Data for review
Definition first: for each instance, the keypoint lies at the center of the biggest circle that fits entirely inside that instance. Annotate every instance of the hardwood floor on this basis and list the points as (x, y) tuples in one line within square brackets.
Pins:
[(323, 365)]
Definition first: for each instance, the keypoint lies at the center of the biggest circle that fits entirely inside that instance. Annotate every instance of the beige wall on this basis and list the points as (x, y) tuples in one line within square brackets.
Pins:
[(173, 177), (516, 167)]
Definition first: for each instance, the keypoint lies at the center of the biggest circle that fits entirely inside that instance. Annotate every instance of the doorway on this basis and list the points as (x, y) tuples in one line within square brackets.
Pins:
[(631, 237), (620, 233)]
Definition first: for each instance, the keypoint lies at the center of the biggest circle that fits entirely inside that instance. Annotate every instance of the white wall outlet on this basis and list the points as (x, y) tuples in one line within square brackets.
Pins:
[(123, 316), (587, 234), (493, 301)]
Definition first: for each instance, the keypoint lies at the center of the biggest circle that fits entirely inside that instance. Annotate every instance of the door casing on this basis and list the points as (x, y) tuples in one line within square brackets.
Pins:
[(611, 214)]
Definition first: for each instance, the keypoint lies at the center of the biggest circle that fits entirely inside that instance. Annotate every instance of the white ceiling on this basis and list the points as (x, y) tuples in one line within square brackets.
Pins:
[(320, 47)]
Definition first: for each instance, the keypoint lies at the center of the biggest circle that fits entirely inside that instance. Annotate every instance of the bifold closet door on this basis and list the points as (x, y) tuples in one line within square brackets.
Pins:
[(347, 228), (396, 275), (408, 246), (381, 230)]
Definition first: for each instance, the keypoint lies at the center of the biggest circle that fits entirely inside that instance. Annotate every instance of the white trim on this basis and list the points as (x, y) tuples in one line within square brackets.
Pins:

Exercise goal
Set each line down exactly, beginning at the one containing "the white trim" and ending at the last line of the material above.

Your response
Definition first: for each instance, the keypoint lies at the center of the biggest circle that fits entirely inside that instance. Annotate every instance of the white trim on this basis and list the points as (x, y) tuples in one line within square brackets.
Pins:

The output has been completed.